* Problem requirements *
Return the lines below exactly, from the first one through the line that has "Locate every instance of the green forest". Leave out everything after it.

*** Opening of Record excerpts ***

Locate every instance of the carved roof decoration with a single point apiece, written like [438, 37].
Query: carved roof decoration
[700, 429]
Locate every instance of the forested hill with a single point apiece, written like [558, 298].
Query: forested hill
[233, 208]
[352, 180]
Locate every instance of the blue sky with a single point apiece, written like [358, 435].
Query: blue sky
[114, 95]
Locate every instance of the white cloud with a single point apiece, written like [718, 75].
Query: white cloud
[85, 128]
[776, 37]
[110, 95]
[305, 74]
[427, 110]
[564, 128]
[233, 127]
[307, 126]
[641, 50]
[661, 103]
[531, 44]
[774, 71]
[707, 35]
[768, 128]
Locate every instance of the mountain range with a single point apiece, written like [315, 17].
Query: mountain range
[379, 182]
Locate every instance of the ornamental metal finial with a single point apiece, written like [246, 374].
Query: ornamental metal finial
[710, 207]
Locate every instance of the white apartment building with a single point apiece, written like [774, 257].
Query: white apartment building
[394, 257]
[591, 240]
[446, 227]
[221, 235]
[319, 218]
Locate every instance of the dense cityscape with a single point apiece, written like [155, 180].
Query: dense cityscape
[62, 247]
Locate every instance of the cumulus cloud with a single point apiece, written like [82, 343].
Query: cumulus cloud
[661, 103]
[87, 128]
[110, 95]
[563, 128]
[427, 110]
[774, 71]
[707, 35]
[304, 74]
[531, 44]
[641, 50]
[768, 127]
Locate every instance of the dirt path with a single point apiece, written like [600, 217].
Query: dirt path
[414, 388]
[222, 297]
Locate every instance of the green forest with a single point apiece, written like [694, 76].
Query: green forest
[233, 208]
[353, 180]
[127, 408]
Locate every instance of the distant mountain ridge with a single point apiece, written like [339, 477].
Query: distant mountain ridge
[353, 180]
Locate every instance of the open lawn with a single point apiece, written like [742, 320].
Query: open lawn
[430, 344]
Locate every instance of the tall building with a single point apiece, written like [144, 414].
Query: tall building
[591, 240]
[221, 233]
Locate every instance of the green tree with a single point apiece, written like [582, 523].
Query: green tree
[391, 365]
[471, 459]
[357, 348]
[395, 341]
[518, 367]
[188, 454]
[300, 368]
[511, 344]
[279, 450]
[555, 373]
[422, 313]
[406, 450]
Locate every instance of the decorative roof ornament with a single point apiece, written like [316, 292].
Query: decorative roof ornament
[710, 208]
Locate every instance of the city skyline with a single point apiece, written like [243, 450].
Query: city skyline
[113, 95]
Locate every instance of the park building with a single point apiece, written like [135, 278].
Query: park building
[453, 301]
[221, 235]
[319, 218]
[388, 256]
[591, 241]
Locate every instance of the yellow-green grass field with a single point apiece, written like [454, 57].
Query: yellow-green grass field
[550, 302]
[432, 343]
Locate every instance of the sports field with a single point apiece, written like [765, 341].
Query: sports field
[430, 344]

*** Close of Record excerpts ***

* Written solution *
Locate every instance of the carved roof decoration with a single point apiece, written like [438, 37].
Query: carved roof decoration
[700, 429]
Locate every instance of the forested hill with a single point apiece, written like [558, 298].
Query: forested hill
[233, 208]
[352, 180]
Locate every instance of the blue sky with a single point apiece, written like [358, 435].
Query: blue sky
[114, 95]
Locate every instance of the white cloud with a single point apiece, written like [718, 75].
Query: white cloud
[85, 128]
[776, 37]
[110, 95]
[305, 74]
[427, 110]
[564, 128]
[233, 127]
[307, 126]
[641, 50]
[661, 103]
[531, 44]
[774, 71]
[707, 35]
[768, 128]
Locate every instance of the mountain range with a single point apiece, written like [315, 17].
Query: mountain range
[379, 182]
Locate every instance of the ornamental metal finial with a single point apiece, written like [246, 374].
Query: ornamental metal finial
[710, 207]
Locate every instance of the white apartment building with a single point apiece, written like [774, 257].
Query: white apartment building
[394, 257]
[591, 240]
[446, 227]
[221, 235]
[319, 218]
Locate every instance of the dense cityscape with a single point apiece, written like [155, 180].
Query: dense cityscape
[62, 247]
Locate every instance of the cumulus cloud with a single point apiece, written like [82, 343].
Query: cumulus cloud
[661, 103]
[87, 128]
[110, 95]
[563, 128]
[427, 110]
[774, 71]
[707, 35]
[304, 74]
[531, 44]
[641, 50]
[768, 127]
Locate every instance of the dirt path with a single point apiece, written like [600, 217].
Query: dirt path
[414, 388]
[222, 297]
Locate every instance of the green forest with a single point apiece, written like [694, 76].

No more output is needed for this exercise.